● TASK DESCRIPTION
Only the lines from the one containing "Locate the red car fender" through the final line of the entries below are wanted, each copied exactly.
(WORKING DATA begins)
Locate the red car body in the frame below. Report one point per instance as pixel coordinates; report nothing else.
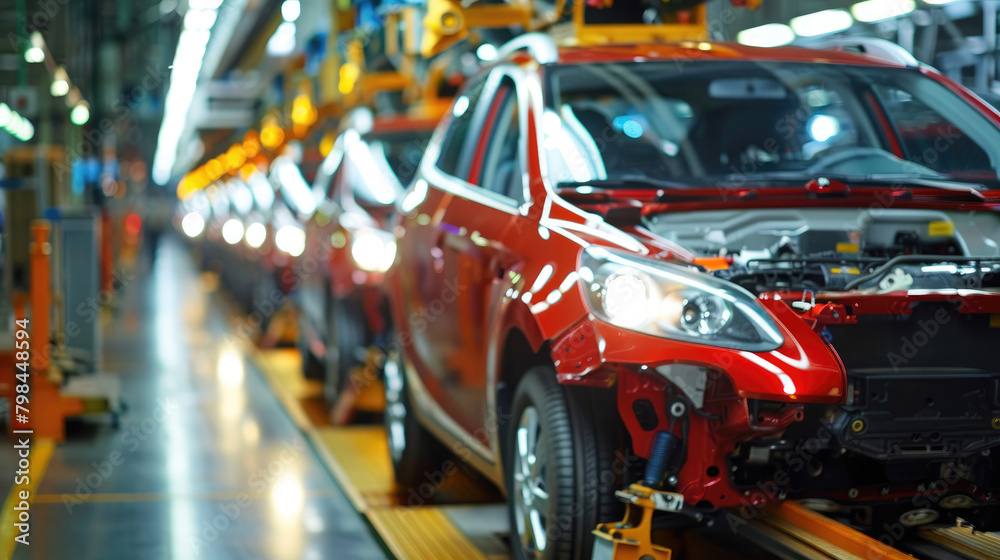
(488, 285)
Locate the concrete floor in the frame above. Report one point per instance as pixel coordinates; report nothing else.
(209, 465)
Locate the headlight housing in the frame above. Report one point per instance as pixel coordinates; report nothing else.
(373, 250)
(672, 301)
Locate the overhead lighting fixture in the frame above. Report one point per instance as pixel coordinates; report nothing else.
(486, 52)
(872, 11)
(769, 35)
(25, 132)
(186, 67)
(60, 83)
(282, 43)
(18, 126)
(80, 114)
(290, 10)
(199, 19)
(36, 52)
(822, 23)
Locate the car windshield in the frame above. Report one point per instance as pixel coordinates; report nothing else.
(401, 150)
(753, 122)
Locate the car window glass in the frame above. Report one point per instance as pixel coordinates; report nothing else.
(501, 168)
(929, 138)
(769, 122)
(451, 160)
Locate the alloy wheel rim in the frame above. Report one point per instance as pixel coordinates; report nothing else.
(530, 492)
(395, 410)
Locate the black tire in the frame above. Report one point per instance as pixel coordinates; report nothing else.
(345, 339)
(312, 367)
(576, 463)
(413, 450)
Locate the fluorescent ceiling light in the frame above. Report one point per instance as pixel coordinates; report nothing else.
(871, 11)
(282, 43)
(199, 19)
(80, 114)
(183, 82)
(60, 83)
(486, 52)
(821, 23)
(290, 10)
(769, 35)
(34, 55)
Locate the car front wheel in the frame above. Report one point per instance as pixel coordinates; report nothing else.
(345, 340)
(561, 471)
(413, 450)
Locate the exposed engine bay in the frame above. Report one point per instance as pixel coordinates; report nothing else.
(922, 407)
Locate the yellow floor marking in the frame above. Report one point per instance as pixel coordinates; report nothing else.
(282, 368)
(359, 459)
(41, 454)
(163, 497)
(423, 533)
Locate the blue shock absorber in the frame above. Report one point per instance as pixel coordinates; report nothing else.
(665, 446)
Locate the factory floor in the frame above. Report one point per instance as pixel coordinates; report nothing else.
(206, 462)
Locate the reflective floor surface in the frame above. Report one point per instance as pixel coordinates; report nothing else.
(205, 464)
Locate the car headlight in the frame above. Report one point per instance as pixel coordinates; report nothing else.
(291, 240)
(674, 302)
(373, 249)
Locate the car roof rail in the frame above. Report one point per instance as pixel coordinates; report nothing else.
(540, 46)
(872, 47)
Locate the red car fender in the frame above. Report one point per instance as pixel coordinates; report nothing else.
(803, 369)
(WORKING DATA ends)
● RESPONSE AREA
Locate the red car fender in the frame above. Report one point per instance as pixel coordinates; report nothing else.
(803, 369)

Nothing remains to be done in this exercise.